- Provided text
——
The votes are in and tallied—2,670 completed ballots, 92,041 responses, and 183 essays on waterfront development. We keep saying it because it keeps being true: Every year, the Artvoice Best of Buffalo survey grows bigger and bigger.

Western New Yorkers are creatures of habit; we like what we like, and we walk a narrow pound. This is reflected in the voting, which celebrates many of the same restaurants and shops and people year after year.

This year, however, is notable for a relative proliferation of new names and faces. Some are businesses that have been around for a while and are now being justly recognized: Sun International Foods, for example, the Burmese restaurant on Niagara Street; Mike’s Subs, a Kenmore institution; Russell Salvatore’s classy steakhouse out on Transit; Sazon Criollo, an excellent Puero Rican joint on Hudson Street. Many more are brand new ventures, which is surely a sign that things are looking up around here: the Elm Street Bakery in East Aurora, Kaydara Noodle Bar on Main Street in downtown Buffalo, West Side Stories on Grant Street, and Ooo La La Boutique on Wheels, the region’s first fashion truck.

That’s to name just a few. In the pages that follow, you’ll find the top five vote-getters in each category, listed in no particular order. (In a couple cases, Best Latino and Best Ethiopian restaurants, there are fewer than five finalists.) As always, we will announce the winners at our annual Best of Buffalo Party, which takes place at the Town Ballroom on Monday, May 13, with food and entertainment provided by our nominees. Doors open at 6pm. It’s a grand time, open to all.

Each year we start the survey with an essay question. Last year we asked you what you would do if you were mayor of Buffalo, in the hope that your answers might migrate into the platforms of this year’s candidates. (We’ll see if that worked in the fall.) This year we asked what you’d do with the Outer Harbor, if you were unhindered by the impediments that confront those who are currently working toward some plan for that vast stretch of lakefront property. A lot of you want it to be open parkland; a lot of you favor a football stadium with a retractable roof. There were a couple votes for a small amusement park, reminiscent of the old Crystal Beach—free to get in, and you buy tickets for rides. Lots of people want to see more concerts booked there in the summer. (And that wish is already coming true.) There were calls for museums, nature reserves, soccer fields, ice rinks, swim-up bars, splashpads, piers, shopping districts—even a whole new residential neighborhood.
——
Dataset excerpts on pointing at objects:

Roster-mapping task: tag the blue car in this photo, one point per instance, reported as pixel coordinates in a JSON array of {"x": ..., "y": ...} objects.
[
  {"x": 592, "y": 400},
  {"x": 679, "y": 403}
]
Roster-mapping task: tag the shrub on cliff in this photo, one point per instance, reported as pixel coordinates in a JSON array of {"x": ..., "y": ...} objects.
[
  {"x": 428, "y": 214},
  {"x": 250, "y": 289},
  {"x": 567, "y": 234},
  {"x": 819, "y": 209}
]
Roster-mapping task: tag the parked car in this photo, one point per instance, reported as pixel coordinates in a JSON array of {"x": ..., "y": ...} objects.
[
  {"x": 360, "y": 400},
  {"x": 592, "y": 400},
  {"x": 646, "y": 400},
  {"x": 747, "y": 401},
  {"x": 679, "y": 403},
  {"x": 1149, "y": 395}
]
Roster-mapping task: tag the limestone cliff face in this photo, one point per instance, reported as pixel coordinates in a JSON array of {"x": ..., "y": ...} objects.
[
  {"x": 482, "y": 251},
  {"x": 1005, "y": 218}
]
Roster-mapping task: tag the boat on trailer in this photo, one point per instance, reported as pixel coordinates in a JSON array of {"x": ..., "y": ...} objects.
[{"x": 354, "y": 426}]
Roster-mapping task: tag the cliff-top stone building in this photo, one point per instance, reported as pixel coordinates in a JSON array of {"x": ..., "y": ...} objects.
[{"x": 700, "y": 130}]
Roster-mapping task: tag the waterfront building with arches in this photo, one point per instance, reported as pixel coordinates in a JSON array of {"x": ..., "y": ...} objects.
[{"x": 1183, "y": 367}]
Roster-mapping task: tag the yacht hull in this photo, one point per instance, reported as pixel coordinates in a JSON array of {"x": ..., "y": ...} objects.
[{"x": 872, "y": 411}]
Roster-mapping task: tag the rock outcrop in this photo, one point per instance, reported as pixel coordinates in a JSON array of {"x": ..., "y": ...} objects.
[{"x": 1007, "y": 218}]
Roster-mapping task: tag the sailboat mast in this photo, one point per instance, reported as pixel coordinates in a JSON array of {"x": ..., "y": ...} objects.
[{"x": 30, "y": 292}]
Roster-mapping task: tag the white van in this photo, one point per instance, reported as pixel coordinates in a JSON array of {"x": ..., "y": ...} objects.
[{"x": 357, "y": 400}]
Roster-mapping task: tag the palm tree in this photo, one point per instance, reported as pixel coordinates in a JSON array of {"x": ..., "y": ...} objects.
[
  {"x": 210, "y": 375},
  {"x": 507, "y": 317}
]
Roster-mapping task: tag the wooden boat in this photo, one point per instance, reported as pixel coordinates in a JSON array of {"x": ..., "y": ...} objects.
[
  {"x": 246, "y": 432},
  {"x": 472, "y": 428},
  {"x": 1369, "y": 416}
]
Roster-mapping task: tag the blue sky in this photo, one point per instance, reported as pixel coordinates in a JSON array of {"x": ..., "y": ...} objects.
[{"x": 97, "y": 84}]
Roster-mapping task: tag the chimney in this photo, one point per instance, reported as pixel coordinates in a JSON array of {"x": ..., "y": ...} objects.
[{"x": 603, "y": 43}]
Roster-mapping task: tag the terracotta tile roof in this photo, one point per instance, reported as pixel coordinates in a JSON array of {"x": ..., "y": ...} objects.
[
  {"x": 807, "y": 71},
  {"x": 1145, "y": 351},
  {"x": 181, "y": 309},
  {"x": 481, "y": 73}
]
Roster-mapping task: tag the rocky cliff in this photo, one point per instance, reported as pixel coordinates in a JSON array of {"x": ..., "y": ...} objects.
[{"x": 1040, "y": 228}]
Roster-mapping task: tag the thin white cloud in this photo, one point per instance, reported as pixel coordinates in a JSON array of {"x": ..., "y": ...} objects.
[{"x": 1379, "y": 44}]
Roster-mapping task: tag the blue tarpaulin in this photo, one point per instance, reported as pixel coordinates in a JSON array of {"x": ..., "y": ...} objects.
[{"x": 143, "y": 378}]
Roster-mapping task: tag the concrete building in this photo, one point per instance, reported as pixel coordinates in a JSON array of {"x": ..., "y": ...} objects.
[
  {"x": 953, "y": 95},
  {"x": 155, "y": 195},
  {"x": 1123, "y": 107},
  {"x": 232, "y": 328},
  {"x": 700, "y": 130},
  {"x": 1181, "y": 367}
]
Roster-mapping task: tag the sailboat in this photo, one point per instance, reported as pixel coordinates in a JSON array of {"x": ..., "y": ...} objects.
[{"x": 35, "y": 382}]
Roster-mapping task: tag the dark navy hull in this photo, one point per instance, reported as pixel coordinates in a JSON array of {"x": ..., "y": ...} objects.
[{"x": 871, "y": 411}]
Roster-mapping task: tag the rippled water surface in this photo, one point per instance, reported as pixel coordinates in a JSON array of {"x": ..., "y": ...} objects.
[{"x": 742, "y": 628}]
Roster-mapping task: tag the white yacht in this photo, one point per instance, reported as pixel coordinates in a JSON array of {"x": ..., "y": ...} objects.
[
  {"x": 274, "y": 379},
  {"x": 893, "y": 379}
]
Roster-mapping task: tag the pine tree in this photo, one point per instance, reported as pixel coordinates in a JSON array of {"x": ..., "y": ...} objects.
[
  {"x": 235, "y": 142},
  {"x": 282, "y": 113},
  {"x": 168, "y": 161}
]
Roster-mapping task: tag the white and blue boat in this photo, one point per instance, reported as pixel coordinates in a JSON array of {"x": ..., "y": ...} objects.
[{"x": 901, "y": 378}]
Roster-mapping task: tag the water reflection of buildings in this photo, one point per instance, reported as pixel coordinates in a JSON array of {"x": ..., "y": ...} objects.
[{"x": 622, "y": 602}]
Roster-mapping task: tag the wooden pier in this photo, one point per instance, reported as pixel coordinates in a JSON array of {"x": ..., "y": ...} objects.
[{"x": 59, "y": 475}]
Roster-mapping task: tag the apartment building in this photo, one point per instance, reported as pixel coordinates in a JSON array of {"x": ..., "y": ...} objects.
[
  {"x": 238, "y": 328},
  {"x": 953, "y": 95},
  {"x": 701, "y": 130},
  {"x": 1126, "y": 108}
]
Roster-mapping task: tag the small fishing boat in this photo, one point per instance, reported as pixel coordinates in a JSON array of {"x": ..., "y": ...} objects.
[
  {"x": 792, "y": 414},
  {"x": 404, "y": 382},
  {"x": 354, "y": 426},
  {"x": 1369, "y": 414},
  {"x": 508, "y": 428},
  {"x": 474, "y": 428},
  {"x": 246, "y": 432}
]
——
- Required actions
(1) Repeat everything in the Best of Buffalo piece from "The votes are" down to "year after year.", word for word.
(2) Find each line of the listing that holds the word "tree" and copy those lines, treating uppercase and lowercase as different.

- Solutions to the problems
(1)
The votes are in and tallied—2,670 completed ballots, 92,041 responses, and 183 essays on waterfront development. We keep saying it because it keeps being true: Every year, the Artvoice Best of Buffalo survey grows bigger and bigger.

Western New Yorkers are creatures of habit; we like what we like, and we walk a narrow pound. This is reflected in the voting, which celebrates many of the same restaurants and shops and people year after year.

(2)
Roster-mapping task: tag the palm tree in this photo, one point per instance, reported as pixel coordinates in a JSON array of {"x": ..., "y": ...} objects.
Roster-mapping task: tag the pine tree in this photo, one point per instance, reported as pixel coordinates in a JSON array of {"x": ..., "y": ...} objects.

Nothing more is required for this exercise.